Set problem: Output as a JSON list of strings the stretch of the material from the line containing "Where can the blue" through the line containing "point(59, 36)", one string per line, leaving out blank lines.
··· Input ···
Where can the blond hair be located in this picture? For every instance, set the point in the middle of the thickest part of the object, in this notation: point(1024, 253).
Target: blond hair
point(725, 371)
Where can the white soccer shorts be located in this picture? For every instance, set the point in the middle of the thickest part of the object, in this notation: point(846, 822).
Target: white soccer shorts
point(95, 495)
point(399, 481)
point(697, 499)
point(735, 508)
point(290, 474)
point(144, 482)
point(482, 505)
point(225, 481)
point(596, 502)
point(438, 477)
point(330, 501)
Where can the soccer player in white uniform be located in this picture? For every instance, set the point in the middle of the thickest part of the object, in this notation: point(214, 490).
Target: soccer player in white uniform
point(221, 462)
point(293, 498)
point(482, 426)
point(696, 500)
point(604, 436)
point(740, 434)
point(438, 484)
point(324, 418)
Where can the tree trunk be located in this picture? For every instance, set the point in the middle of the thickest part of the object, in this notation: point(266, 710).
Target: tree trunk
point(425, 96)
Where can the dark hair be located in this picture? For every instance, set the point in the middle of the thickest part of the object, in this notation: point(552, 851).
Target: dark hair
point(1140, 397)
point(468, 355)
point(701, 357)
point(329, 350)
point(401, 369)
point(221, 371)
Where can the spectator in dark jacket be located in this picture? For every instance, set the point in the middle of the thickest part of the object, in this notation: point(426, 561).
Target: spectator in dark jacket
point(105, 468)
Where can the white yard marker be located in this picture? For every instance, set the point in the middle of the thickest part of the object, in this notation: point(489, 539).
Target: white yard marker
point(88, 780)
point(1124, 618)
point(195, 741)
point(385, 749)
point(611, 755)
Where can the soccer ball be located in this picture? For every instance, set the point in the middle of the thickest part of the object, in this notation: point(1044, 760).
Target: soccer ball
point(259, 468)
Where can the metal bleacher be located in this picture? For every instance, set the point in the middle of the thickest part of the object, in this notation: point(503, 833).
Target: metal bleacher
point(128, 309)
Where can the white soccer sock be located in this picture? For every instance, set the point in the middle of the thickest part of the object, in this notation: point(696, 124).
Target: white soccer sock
···
··· Input ···
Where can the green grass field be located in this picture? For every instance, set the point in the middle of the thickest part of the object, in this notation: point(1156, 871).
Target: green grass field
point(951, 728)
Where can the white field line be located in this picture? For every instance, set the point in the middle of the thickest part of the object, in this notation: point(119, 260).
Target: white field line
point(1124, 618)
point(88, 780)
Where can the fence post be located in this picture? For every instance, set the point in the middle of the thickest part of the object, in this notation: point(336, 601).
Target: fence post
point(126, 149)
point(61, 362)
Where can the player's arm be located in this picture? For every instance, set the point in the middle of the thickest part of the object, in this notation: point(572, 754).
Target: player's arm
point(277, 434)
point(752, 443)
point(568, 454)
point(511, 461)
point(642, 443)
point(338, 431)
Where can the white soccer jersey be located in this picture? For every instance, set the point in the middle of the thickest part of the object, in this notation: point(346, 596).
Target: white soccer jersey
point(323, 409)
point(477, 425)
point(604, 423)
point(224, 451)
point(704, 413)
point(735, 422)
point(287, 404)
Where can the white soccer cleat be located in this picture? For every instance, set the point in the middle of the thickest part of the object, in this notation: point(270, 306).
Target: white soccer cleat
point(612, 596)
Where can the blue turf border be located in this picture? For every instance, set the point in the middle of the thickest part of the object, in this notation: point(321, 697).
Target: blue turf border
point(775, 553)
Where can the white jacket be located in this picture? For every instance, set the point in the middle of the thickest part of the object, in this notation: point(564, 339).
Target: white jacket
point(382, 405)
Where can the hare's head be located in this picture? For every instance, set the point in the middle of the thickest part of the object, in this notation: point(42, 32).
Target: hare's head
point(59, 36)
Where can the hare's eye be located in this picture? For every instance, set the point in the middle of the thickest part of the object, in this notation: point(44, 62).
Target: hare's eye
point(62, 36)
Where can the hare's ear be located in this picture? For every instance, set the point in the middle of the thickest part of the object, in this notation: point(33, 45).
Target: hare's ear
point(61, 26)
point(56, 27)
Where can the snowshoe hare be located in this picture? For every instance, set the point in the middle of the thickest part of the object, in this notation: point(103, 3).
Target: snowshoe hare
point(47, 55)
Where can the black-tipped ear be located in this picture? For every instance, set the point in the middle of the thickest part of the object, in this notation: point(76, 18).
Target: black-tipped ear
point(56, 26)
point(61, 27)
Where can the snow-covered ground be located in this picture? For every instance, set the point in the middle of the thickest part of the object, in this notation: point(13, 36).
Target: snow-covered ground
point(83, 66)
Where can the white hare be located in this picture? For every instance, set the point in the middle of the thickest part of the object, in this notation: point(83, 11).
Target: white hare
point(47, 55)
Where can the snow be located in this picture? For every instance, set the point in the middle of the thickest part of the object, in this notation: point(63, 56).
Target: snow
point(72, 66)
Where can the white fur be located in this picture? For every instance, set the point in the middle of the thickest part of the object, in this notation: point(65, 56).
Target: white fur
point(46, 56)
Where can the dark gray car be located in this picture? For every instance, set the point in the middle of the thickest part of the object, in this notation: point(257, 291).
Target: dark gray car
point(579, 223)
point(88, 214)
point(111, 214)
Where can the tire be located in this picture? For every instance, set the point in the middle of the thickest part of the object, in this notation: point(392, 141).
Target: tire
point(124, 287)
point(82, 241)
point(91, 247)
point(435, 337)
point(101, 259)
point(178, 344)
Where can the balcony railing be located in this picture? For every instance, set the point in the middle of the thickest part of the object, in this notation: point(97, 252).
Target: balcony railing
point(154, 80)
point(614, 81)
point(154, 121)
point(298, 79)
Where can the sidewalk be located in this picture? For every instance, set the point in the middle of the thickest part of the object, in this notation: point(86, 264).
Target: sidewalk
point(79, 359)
···
Output:
[
  "Where can the blue turf border be located in this picture? For every instance, set the point in the middle of the thickest part of the object, in this notation: point(321, 697).",
  "Target: blue turf border",
  "point(775, 553)",
  "Where can the white jacket be located in this picture? For every instance, set the point in the middle of the thickest part of the object, in this notation: point(564, 339).",
  "Target: white jacket",
  "point(382, 405)",
  "Where can the hare's head be located in this picture? For every instance, set the point in the middle of the thickest part of the object, in this notation: point(42, 32).",
  "Target: hare's head",
  "point(59, 36)"
]